Return every line from the items below that contains the word "lights".
## begin Supplied material
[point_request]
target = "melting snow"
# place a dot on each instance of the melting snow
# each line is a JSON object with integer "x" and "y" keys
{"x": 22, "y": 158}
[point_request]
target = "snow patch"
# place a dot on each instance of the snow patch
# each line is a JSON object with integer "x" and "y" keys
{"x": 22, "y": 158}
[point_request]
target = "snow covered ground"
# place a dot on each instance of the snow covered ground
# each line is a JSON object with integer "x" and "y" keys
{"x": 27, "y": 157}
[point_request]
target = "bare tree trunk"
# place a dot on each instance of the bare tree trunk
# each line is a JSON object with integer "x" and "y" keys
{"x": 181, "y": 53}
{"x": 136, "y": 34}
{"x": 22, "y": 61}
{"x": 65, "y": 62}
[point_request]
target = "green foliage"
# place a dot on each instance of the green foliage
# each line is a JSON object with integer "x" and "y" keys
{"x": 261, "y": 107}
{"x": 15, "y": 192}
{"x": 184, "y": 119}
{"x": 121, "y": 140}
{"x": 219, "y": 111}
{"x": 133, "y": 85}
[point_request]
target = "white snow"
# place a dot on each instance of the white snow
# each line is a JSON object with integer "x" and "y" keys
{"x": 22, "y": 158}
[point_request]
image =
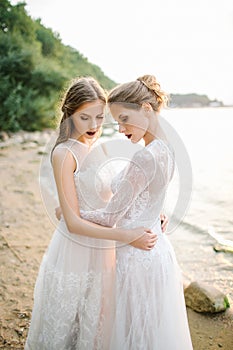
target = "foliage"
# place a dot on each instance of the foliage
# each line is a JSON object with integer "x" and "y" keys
{"x": 35, "y": 66}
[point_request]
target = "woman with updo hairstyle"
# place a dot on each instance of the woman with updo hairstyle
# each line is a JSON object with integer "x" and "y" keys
{"x": 73, "y": 296}
{"x": 150, "y": 306}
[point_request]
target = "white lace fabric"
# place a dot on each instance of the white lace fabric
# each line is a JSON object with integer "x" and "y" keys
{"x": 80, "y": 304}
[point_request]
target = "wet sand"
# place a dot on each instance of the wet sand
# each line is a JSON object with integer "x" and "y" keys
{"x": 25, "y": 232}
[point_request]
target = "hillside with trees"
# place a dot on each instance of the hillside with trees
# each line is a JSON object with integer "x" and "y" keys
{"x": 35, "y": 67}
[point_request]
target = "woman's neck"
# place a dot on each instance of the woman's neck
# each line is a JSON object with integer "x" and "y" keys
{"x": 152, "y": 129}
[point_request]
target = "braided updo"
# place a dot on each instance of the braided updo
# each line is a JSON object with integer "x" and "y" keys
{"x": 144, "y": 89}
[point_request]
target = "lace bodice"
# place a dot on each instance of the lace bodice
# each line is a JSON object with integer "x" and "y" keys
{"x": 93, "y": 184}
{"x": 139, "y": 190}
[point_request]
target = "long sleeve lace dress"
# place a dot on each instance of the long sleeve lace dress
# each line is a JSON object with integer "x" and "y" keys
{"x": 150, "y": 309}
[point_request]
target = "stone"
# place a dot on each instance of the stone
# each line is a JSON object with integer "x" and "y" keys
{"x": 204, "y": 298}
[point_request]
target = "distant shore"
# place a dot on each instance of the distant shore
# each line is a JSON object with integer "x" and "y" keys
{"x": 24, "y": 236}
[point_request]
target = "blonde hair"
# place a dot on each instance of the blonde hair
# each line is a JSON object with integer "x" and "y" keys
{"x": 144, "y": 89}
{"x": 80, "y": 91}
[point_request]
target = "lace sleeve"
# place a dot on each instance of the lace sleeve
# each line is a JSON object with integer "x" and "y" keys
{"x": 136, "y": 177}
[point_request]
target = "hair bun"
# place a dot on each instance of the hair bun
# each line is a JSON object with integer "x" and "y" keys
{"x": 150, "y": 82}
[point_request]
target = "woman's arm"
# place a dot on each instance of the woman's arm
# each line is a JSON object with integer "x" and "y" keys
{"x": 137, "y": 176}
{"x": 64, "y": 166}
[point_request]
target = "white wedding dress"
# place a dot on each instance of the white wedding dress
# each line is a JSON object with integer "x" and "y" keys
{"x": 75, "y": 285}
{"x": 150, "y": 309}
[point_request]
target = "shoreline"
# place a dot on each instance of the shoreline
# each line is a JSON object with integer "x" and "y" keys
{"x": 25, "y": 233}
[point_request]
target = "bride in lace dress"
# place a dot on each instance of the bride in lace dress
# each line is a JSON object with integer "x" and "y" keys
{"x": 150, "y": 311}
{"x": 74, "y": 292}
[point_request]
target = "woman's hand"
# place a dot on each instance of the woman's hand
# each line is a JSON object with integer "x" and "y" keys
{"x": 164, "y": 222}
{"x": 58, "y": 213}
{"x": 146, "y": 239}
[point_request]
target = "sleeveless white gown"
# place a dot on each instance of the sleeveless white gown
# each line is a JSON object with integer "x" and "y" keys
{"x": 150, "y": 309}
{"x": 75, "y": 285}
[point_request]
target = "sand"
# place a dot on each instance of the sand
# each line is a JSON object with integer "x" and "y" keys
{"x": 25, "y": 232}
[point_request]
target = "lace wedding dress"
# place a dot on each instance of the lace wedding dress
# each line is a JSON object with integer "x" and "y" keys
{"x": 150, "y": 309}
{"x": 75, "y": 284}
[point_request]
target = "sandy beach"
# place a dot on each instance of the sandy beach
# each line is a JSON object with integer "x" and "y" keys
{"x": 25, "y": 233}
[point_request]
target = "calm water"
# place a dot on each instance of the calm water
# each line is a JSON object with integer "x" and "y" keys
{"x": 207, "y": 135}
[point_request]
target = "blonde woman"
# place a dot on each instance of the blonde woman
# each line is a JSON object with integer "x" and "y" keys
{"x": 73, "y": 297}
{"x": 150, "y": 308}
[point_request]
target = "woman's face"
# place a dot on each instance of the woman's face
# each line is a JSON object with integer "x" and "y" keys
{"x": 132, "y": 122}
{"x": 87, "y": 121}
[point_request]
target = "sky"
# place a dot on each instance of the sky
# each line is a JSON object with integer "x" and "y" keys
{"x": 186, "y": 44}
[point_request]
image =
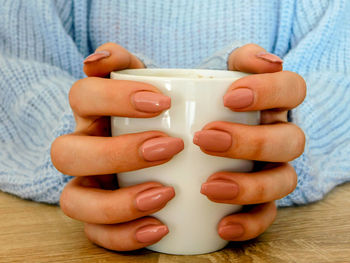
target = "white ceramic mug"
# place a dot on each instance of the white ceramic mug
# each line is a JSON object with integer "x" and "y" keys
{"x": 197, "y": 99}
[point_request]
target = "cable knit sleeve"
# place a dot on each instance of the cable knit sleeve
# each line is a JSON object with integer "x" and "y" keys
{"x": 320, "y": 52}
{"x": 39, "y": 61}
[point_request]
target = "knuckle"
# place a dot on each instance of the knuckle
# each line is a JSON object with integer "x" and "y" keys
{"x": 300, "y": 85}
{"x": 251, "y": 46}
{"x": 108, "y": 212}
{"x": 65, "y": 201}
{"x": 299, "y": 141}
{"x": 57, "y": 157}
{"x": 112, "y": 156}
{"x": 259, "y": 193}
{"x": 75, "y": 95}
{"x": 259, "y": 146}
{"x": 292, "y": 177}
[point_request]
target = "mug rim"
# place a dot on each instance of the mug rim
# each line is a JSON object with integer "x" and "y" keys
{"x": 179, "y": 74}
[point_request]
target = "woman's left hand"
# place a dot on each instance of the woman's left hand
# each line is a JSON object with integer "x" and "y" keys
{"x": 274, "y": 143}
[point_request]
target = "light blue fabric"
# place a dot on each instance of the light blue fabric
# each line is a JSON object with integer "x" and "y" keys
{"x": 43, "y": 43}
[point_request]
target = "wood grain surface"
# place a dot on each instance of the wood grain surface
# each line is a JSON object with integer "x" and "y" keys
{"x": 320, "y": 232}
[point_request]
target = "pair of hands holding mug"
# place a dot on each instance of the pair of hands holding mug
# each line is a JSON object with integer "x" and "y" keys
{"x": 118, "y": 219}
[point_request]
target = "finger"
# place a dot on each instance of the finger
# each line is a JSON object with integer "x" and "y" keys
{"x": 253, "y": 188}
{"x": 94, "y": 205}
{"x": 110, "y": 57}
{"x": 91, "y": 155}
{"x": 247, "y": 225}
{"x": 273, "y": 116}
{"x": 280, "y": 142}
{"x": 254, "y": 59}
{"x": 281, "y": 90}
{"x": 128, "y": 236}
{"x": 91, "y": 97}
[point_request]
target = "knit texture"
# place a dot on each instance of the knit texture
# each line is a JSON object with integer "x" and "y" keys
{"x": 43, "y": 43}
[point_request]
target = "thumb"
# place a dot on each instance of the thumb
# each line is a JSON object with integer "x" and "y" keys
{"x": 252, "y": 58}
{"x": 109, "y": 57}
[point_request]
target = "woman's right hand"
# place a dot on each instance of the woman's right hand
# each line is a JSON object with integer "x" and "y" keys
{"x": 114, "y": 218}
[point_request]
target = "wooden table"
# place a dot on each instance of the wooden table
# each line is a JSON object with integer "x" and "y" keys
{"x": 320, "y": 232}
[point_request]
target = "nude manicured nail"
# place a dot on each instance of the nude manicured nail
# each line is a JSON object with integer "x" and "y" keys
{"x": 98, "y": 55}
{"x": 269, "y": 57}
{"x": 150, "y": 101}
{"x": 161, "y": 148}
{"x": 154, "y": 198}
{"x": 213, "y": 140}
{"x": 239, "y": 98}
{"x": 220, "y": 189}
{"x": 231, "y": 231}
{"x": 151, "y": 233}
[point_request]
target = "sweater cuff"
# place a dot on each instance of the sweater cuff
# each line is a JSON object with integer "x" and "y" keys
{"x": 219, "y": 60}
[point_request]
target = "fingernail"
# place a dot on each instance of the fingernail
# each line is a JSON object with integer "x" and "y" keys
{"x": 269, "y": 57}
{"x": 213, "y": 140}
{"x": 231, "y": 231}
{"x": 154, "y": 198}
{"x": 151, "y": 233}
{"x": 161, "y": 148}
{"x": 220, "y": 189}
{"x": 150, "y": 102}
{"x": 98, "y": 55}
{"x": 239, "y": 98}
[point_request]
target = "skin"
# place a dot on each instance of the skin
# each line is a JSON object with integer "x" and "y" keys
{"x": 109, "y": 214}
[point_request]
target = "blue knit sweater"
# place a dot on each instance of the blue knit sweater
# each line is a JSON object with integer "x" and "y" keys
{"x": 43, "y": 43}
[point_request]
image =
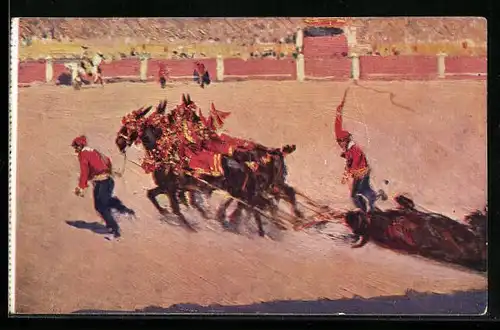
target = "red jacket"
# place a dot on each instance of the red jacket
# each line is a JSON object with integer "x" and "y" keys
{"x": 356, "y": 163}
{"x": 162, "y": 73}
{"x": 200, "y": 68}
{"x": 92, "y": 163}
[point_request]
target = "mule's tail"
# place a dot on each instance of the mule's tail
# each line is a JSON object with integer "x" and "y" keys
{"x": 288, "y": 149}
{"x": 285, "y": 150}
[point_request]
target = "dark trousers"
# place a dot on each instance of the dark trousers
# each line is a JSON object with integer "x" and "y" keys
{"x": 204, "y": 80}
{"x": 362, "y": 186}
{"x": 104, "y": 201}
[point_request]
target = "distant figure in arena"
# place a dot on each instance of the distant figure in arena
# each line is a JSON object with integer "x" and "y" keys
{"x": 97, "y": 68}
{"x": 163, "y": 75}
{"x": 201, "y": 75}
{"x": 96, "y": 167}
{"x": 357, "y": 170}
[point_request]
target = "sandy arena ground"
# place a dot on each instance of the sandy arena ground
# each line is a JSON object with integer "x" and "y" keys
{"x": 434, "y": 147}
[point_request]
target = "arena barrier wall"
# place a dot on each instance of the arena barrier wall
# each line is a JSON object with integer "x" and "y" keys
{"x": 328, "y": 68}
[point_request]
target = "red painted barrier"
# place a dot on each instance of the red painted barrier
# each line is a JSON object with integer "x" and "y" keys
{"x": 371, "y": 67}
{"x": 336, "y": 67}
{"x": 325, "y": 46}
{"x": 398, "y": 67}
{"x": 31, "y": 71}
{"x": 180, "y": 68}
{"x": 466, "y": 65}
{"x": 264, "y": 67}
{"x": 125, "y": 67}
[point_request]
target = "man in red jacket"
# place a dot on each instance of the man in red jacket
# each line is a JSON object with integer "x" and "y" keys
{"x": 97, "y": 168}
{"x": 357, "y": 170}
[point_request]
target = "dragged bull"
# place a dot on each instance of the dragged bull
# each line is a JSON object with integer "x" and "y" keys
{"x": 430, "y": 235}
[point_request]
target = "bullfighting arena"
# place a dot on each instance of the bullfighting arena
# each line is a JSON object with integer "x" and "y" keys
{"x": 429, "y": 141}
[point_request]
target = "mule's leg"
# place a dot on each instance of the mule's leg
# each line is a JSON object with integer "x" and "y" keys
{"x": 235, "y": 217}
{"x": 174, "y": 202}
{"x": 258, "y": 219}
{"x": 221, "y": 210}
{"x": 292, "y": 199}
{"x": 183, "y": 197}
{"x": 195, "y": 202}
{"x": 152, "y": 193}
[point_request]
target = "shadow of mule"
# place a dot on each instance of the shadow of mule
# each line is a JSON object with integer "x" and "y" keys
{"x": 95, "y": 227}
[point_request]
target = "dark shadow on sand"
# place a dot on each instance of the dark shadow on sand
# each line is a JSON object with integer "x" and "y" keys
{"x": 95, "y": 227}
{"x": 64, "y": 79}
{"x": 463, "y": 302}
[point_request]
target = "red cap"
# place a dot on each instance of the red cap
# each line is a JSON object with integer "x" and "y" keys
{"x": 80, "y": 141}
{"x": 342, "y": 135}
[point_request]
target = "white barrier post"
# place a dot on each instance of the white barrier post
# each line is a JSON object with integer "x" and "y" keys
{"x": 144, "y": 68}
{"x": 49, "y": 69}
{"x": 74, "y": 70}
{"x": 300, "y": 64}
{"x": 441, "y": 65}
{"x": 355, "y": 71}
{"x": 220, "y": 68}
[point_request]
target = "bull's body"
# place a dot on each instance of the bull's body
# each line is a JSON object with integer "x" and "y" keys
{"x": 428, "y": 234}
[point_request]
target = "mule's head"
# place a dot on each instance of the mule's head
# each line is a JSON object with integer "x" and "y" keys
{"x": 130, "y": 130}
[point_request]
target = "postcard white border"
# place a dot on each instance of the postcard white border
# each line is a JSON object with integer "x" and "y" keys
{"x": 14, "y": 54}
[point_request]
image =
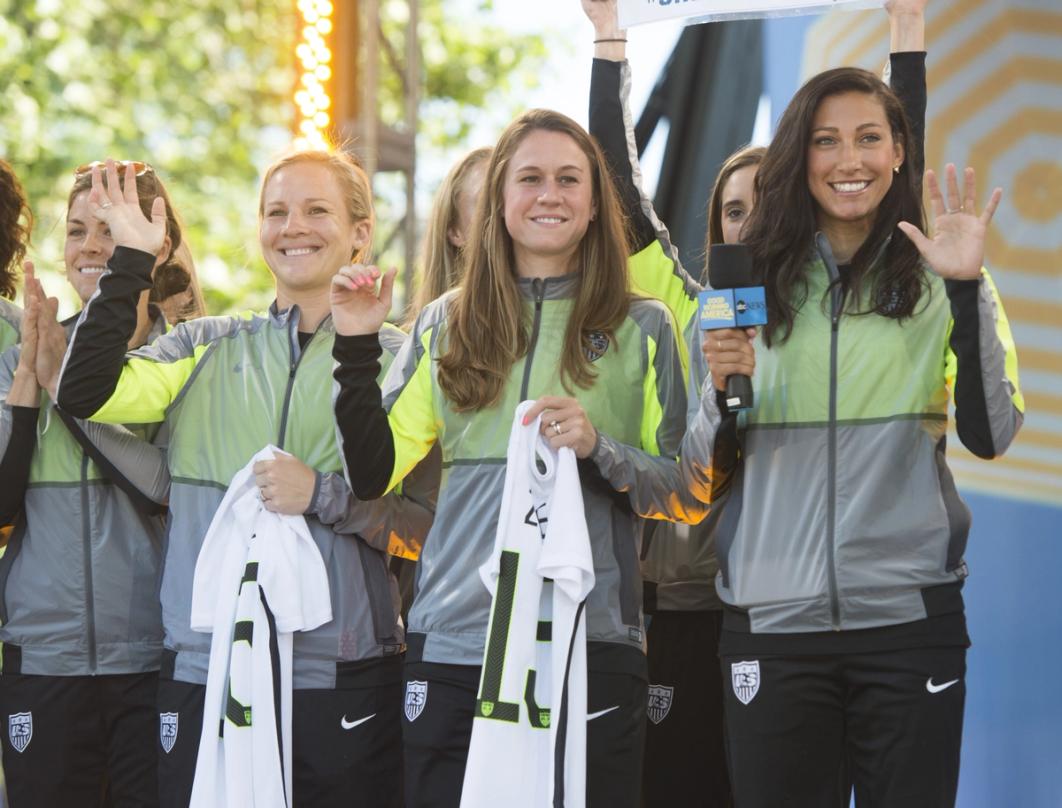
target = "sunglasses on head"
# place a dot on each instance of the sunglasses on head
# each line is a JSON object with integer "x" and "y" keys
{"x": 139, "y": 168}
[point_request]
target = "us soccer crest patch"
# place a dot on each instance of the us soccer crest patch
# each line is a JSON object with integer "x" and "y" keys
{"x": 746, "y": 680}
{"x": 167, "y": 731}
{"x": 660, "y": 702}
{"x": 20, "y": 731}
{"x": 416, "y": 697}
{"x": 596, "y": 345}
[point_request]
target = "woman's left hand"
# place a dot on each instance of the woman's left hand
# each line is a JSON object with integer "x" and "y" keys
{"x": 956, "y": 252}
{"x": 564, "y": 423}
{"x": 51, "y": 344}
{"x": 118, "y": 206}
{"x": 286, "y": 484}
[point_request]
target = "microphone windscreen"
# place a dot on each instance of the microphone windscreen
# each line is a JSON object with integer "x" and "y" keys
{"x": 730, "y": 267}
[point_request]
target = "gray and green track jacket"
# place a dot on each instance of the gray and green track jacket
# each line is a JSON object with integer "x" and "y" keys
{"x": 680, "y": 559}
{"x": 79, "y": 580}
{"x": 11, "y": 324}
{"x": 843, "y": 513}
{"x": 226, "y": 387}
{"x": 637, "y": 400}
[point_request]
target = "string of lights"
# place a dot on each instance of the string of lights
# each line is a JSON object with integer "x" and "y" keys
{"x": 312, "y": 103}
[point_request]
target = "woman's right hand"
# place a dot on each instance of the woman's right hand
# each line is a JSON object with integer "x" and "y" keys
{"x": 357, "y": 307}
{"x": 729, "y": 351}
{"x": 118, "y": 206}
{"x": 32, "y": 298}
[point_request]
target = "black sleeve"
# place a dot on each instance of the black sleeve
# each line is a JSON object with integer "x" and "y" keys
{"x": 364, "y": 431}
{"x": 97, "y": 354}
{"x": 908, "y": 81}
{"x": 972, "y": 422}
{"x": 610, "y": 130}
{"x": 15, "y": 464}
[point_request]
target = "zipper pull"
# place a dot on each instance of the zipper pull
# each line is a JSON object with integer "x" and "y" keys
{"x": 540, "y": 291}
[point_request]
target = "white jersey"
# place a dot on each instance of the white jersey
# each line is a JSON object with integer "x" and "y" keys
{"x": 259, "y": 577}
{"x": 529, "y": 733}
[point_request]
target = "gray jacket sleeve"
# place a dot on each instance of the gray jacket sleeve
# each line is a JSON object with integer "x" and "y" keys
{"x": 395, "y": 523}
{"x": 140, "y": 462}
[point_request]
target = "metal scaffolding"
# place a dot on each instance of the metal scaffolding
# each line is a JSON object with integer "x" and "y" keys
{"x": 362, "y": 53}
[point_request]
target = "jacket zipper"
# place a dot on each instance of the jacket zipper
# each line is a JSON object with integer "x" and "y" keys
{"x": 538, "y": 287}
{"x": 837, "y": 305}
{"x": 87, "y": 548}
{"x": 292, "y": 342}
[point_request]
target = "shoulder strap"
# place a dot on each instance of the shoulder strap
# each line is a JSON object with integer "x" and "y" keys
{"x": 142, "y": 502}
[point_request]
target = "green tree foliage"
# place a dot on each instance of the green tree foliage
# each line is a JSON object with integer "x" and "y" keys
{"x": 202, "y": 90}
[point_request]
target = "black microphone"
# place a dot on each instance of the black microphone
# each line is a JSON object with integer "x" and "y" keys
{"x": 734, "y": 301}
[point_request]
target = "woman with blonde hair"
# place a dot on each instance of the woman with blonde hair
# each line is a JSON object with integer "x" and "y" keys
{"x": 225, "y": 388}
{"x": 544, "y": 312}
{"x": 81, "y": 621}
{"x": 448, "y": 230}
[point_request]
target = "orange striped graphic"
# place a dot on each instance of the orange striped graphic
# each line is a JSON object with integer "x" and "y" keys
{"x": 995, "y": 103}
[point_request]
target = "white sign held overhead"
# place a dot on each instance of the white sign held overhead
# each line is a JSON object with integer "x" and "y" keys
{"x": 639, "y": 12}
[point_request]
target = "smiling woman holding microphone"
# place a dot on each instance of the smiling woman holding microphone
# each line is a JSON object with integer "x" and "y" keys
{"x": 841, "y": 546}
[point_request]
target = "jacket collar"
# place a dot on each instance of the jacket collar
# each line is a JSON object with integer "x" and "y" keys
{"x": 289, "y": 317}
{"x": 550, "y": 289}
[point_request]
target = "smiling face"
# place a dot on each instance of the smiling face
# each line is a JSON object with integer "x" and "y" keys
{"x": 88, "y": 246}
{"x": 851, "y": 157}
{"x": 306, "y": 233}
{"x": 737, "y": 203}
{"x": 548, "y": 200}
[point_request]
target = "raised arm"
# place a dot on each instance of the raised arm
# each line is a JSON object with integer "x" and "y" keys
{"x": 981, "y": 362}
{"x": 907, "y": 69}
{"x": 654, "y": 264}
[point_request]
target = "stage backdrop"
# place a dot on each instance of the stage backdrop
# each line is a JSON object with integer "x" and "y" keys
{"x": 995, "y": 103}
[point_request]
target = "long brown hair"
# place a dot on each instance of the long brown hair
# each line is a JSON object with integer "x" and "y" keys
{"x": 16, "y": 222}
{"x": 170, "y": 274}
{"x": 781, "y": 230}
{"x": 489, "y": 326}
{"x": 442, "y": 259}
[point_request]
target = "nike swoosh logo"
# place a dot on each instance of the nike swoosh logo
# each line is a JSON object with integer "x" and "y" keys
{"x": 350, "y": 724}
{"x": 592, "y": 716}
{"x": 937, "y": 688}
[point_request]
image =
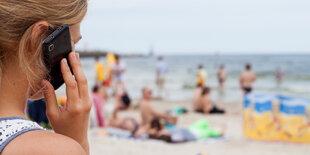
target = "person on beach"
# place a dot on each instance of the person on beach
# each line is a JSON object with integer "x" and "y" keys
{"x": 247, "y": 78}
{"x": 201, "y": 75}
{"x": 161, "y": 70}
{"x": 99, "y": 71}
{"x": 279, "y": 75}
{"x": 147, "y": 111}
{"x": 221, "y": 76}
{"x": 123, "y": 99}
{"x": 118, "y": 69}
{"x": 203, "y": 103}
{"x": 24, "y": 26}
{"x": 36, "y": 111}
{"x": 127, "y": 123}
{"x": 100, "y": 96}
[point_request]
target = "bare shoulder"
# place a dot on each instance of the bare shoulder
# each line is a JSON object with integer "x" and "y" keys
{"x": 43, "y": 142}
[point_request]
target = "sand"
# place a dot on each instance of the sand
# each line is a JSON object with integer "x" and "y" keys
{"x": 234, "y": 142}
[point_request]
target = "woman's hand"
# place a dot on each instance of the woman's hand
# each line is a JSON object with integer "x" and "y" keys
{"x": 71, "y": 119}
## end Supplied material
Expected output:
target = "string of lights"
# place a dot on each instance of the string of lights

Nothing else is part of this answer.